→ PROVIDED TEXT
════════════════
Tripitaka (Pali Canon). Shri Guru Granth Sahib. Book of Mormon. Kindly contact
Housekeeping should you wish to have one delivered to your room.' Sure enough,
minutes after my call to housekeeping, a pleasant woman arrived with a copy of
'The Glorious Qur’an' in Arabic and English, along with a brown prayer rug and
a compass pointing in the 'direction of al Kabaa' in Mecca."
It's
interesting also to ponder the dueling campaign messaging that dominated Trump
2020 yard signs: Some read, "Make America Great Again," others read,
"Keep America Great," raising questions about the success of Trump's
first term even as he stumped hard for a second. Complicating matters: Trump in
2016 never exactly defined when American greatness was so unquestioned and so
utterly unproblematic. Was he referring to the post-war era of the late 1940s
and 1950s? Some of us who are white might well agree it bristled with optimism and
opportunity; those who are people of color and remember the worst of Jim Crow
segregation laws might say otherwise. Was he referring to the 1920s and even
'30s when many Americans pressed isolationism to prevent being swept up in another world war — one that nevertheless ensnared us in 1941 when, thanks to
our neglect of global matters till late in the conflict, the Axis powers were
far harder to dislodge and vanquish, especially after their dispatching of our
naval fleet in the Pacific and their overwhelming of Europe and Asia? Perhaps the
American greatness to which Trump referred is the period before the nation's
first black president. Yet Barack Obama, whatever else, did stabilize the
battered economy handed to him in 2009, for which he received no credit or no thanks from Trump in 2017 or beyond. Like the Gaineses to a degree, Trump may well have avoided too much specificity about what actually qualified as "good times" in a nation where inequality has been an issue from the very start.
════════════════
Stored dataset items
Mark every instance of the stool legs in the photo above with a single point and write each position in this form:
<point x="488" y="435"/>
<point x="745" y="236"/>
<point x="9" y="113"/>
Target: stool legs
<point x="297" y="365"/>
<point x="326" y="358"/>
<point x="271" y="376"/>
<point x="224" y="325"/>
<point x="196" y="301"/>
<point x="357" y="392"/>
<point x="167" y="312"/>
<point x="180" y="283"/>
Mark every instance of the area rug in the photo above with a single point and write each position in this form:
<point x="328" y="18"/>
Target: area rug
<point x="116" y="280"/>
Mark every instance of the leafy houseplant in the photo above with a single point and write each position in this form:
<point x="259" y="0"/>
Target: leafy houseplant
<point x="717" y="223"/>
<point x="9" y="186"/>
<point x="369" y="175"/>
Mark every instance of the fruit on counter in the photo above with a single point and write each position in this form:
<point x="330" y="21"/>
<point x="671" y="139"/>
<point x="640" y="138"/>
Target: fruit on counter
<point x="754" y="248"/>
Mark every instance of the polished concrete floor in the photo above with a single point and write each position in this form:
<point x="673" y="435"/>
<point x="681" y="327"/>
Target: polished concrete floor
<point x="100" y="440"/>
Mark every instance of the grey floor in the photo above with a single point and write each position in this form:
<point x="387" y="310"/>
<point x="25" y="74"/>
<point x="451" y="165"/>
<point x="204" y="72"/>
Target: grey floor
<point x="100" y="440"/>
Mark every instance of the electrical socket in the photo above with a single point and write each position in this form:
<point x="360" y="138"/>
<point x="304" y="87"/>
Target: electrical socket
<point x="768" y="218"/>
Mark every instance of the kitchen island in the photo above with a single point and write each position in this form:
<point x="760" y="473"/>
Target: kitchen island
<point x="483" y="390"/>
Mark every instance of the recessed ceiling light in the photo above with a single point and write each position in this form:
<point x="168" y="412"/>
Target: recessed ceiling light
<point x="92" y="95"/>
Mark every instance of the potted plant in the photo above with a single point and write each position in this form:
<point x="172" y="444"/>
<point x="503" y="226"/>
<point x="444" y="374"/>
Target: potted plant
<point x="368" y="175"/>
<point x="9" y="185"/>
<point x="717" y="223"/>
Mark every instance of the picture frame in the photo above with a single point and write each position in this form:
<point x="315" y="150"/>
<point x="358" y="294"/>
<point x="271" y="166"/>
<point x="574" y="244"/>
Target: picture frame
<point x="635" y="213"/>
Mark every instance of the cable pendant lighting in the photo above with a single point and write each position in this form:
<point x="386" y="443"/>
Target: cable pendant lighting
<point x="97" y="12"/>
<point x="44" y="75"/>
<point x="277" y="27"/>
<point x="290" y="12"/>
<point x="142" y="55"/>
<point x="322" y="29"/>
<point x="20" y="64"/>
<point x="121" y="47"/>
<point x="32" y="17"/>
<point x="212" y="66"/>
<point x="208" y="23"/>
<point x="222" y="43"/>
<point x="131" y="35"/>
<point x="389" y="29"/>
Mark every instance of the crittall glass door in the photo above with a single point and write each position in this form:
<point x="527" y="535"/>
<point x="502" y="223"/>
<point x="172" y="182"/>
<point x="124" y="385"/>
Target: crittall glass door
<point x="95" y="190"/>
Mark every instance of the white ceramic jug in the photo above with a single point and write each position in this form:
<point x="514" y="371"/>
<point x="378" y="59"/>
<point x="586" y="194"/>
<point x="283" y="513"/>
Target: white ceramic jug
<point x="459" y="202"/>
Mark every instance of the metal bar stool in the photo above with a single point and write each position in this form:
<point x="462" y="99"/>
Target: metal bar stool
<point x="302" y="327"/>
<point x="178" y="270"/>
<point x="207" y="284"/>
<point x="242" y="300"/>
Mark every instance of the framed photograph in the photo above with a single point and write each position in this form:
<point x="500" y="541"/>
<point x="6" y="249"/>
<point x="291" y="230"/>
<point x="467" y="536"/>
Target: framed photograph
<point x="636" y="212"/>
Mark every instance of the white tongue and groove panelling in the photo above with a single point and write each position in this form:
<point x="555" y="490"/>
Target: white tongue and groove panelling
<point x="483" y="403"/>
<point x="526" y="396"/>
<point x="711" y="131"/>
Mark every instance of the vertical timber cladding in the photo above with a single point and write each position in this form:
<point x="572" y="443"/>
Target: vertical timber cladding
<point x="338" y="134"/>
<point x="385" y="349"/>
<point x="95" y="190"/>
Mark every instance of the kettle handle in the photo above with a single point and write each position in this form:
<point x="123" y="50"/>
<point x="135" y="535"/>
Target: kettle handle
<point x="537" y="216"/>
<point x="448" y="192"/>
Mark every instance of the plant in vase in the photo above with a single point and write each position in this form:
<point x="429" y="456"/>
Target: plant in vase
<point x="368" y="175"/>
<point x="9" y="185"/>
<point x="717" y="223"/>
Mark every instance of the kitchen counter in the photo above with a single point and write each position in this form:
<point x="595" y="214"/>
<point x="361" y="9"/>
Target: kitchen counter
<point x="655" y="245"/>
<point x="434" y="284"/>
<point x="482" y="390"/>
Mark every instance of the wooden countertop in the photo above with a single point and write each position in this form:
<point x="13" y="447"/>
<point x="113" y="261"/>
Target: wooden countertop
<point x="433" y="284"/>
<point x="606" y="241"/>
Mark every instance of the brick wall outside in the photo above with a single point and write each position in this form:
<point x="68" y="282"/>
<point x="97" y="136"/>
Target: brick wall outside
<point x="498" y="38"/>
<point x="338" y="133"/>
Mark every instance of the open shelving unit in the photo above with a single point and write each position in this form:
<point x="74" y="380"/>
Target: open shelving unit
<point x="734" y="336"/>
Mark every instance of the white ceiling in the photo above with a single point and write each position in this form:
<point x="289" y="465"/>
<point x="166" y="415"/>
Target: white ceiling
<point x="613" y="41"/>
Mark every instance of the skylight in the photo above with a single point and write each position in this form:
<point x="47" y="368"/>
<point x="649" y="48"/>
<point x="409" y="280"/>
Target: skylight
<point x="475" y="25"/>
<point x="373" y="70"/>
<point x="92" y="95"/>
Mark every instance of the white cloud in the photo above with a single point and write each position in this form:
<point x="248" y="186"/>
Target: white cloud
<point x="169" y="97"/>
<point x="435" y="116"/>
════════════════
→ YOUR ASSIGNMENT
According to the passage on Trump's campaign messaging, why were the Axis powers "far harder to dislodge and vanquish" once the United States entered the war in 1941? Answer in one to three sentences. The items are separate material and have no connection to the passage on Trump's campaign messaging.

→ ANSWER AREA
The passage attributes this to American neglect of global matters until late in the conflict, which followed the isolationism of the 1920s and '30s. It adds that the difficulty was especially great after the Axis powers had dispatched the U.S. naval fleet in the Pacific and overwhelmed Europe and Asia.